* **YOUR GOAL**: Copy the lines from the one containing "Detection annotation — mark the city" through the end of the items, substituting "tight" for "snug" and changing nothing else.

* **RAW RECORDS**:
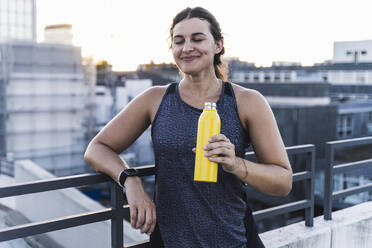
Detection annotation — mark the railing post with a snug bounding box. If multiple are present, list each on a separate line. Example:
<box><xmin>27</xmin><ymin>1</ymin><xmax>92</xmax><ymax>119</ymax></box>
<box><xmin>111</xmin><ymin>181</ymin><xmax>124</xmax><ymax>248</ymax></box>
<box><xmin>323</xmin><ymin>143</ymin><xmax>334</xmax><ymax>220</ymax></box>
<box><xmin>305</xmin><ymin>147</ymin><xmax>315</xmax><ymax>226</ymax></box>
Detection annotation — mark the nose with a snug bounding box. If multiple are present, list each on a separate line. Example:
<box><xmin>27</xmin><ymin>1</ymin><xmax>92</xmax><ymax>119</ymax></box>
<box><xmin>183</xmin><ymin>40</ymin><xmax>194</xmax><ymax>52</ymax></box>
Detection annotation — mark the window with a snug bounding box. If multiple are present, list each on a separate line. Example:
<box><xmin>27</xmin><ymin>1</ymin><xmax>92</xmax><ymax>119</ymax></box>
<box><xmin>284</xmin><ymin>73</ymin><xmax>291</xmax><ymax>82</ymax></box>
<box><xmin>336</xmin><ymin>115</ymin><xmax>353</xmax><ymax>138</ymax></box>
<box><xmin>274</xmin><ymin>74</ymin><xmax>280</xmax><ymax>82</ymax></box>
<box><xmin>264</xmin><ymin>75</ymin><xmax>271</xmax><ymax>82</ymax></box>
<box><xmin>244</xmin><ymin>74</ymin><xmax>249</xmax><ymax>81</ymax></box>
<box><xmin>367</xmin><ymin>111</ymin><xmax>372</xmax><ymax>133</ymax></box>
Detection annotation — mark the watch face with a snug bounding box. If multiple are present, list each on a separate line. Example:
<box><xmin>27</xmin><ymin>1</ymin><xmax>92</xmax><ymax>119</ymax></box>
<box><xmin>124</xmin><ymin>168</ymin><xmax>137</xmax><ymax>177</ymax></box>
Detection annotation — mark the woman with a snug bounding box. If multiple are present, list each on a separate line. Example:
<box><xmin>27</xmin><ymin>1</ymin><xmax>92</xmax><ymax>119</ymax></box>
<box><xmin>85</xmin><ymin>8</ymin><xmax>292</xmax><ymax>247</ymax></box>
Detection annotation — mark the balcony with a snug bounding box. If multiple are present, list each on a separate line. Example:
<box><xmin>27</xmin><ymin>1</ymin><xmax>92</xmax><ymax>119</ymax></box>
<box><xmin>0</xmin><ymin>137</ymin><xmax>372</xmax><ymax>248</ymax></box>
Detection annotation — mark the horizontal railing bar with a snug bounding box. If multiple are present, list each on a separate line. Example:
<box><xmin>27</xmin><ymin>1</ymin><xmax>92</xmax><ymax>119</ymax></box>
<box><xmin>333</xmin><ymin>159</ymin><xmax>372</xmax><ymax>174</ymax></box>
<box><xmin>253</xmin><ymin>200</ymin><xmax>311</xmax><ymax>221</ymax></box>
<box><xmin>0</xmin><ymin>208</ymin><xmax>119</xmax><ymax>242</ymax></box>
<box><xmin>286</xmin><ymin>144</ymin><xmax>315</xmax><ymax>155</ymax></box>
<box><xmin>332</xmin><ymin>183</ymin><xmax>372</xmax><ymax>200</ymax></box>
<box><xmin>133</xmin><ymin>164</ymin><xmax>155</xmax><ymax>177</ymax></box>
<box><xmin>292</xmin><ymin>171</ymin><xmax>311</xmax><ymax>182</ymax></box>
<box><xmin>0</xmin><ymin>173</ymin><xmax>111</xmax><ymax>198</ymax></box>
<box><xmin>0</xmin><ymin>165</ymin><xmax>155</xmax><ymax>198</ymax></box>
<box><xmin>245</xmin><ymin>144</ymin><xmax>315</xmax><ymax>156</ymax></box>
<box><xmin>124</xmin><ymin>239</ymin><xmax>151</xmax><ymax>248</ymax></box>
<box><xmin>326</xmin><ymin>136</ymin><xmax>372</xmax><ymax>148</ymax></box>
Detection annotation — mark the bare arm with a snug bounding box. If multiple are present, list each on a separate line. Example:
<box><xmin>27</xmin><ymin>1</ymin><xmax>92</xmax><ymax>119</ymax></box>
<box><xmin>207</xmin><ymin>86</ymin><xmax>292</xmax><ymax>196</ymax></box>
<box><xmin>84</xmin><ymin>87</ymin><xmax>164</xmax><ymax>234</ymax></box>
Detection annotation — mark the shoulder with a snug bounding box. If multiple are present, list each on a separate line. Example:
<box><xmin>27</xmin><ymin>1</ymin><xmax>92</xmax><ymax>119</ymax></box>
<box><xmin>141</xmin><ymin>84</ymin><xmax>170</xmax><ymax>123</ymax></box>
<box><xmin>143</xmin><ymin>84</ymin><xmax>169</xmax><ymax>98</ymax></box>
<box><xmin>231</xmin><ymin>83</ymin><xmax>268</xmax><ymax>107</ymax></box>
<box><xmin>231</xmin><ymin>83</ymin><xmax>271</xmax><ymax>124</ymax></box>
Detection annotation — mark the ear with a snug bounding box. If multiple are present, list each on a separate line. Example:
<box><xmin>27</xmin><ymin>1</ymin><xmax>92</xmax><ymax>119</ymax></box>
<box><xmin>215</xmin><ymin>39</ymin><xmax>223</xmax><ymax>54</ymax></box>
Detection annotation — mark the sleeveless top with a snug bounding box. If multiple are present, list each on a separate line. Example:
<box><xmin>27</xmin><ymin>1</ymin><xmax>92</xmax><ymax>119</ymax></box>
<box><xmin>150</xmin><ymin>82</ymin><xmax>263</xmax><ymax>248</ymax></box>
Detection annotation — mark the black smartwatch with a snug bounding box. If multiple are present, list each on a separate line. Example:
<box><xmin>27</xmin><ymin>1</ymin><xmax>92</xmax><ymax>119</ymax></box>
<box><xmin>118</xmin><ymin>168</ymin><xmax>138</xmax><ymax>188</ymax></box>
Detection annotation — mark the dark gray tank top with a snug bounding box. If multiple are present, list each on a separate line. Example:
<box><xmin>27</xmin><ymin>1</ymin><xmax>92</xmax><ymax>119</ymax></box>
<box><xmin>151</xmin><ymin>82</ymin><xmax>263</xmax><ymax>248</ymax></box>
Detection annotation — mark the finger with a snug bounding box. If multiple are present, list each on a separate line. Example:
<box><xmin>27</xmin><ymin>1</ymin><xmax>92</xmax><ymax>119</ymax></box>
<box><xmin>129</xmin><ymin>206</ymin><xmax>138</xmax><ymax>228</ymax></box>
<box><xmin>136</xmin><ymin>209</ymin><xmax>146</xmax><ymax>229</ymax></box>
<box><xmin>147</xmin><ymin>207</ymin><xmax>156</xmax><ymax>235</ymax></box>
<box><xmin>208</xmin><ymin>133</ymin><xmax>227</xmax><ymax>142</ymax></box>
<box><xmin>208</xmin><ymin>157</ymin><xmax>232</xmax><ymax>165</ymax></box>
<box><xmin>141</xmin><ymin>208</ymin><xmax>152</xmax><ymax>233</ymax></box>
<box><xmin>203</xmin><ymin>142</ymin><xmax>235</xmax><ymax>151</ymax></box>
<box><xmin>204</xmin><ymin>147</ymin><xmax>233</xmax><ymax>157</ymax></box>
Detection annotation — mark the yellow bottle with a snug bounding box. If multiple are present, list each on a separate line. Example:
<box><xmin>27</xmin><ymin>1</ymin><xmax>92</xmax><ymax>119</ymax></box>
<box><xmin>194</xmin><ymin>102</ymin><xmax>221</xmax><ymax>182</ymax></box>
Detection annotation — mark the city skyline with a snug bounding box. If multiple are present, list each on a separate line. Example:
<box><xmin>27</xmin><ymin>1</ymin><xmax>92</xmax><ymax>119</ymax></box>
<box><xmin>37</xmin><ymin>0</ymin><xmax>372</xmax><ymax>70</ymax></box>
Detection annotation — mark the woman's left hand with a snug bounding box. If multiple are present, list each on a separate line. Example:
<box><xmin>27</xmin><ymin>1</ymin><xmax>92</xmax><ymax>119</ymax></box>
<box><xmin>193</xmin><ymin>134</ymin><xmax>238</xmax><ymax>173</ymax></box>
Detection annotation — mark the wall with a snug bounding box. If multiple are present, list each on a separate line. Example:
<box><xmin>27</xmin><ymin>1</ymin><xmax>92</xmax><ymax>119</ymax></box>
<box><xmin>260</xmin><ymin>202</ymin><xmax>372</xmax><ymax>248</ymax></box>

* **REPLY**:
Detection annotation — mark the city skyline with a tight bounding box. If multiple are present, list each on a separate line. Example:
<box><xmin>27</xmin><ymin>1</ymin><xmax>92</xmax><ymax>119</ymax></box>
<box><xmin>37</xmin><ymin>0</ymin><xmax>372</xmax><ymax>70</ymax></box>
Detection annotation — mark the woman's left hand with a tight bounding box. If multiple are present, list each on a separate line. Example:
<box><xmin>27</xmin><ymin>1</ymin><xmax>92</xmax><ymax>119</ymax></box>
<box><xmin>193</xmin><ymin>134</ymin><xmax>238</xmax><ymax>173</ymax></box>
Detection annotation — mark the wall with a tight bounding box. If multiple are present, list each on a separate line. Example:
<box><xmin>27</xmin><ymin>1</ymin><xmax>92</xmax><ymax>119</ymax></box>
<box><xmin>260</xmin><ymin>202</ymin><xmax>372</xmax><ymax>248</ymax></box>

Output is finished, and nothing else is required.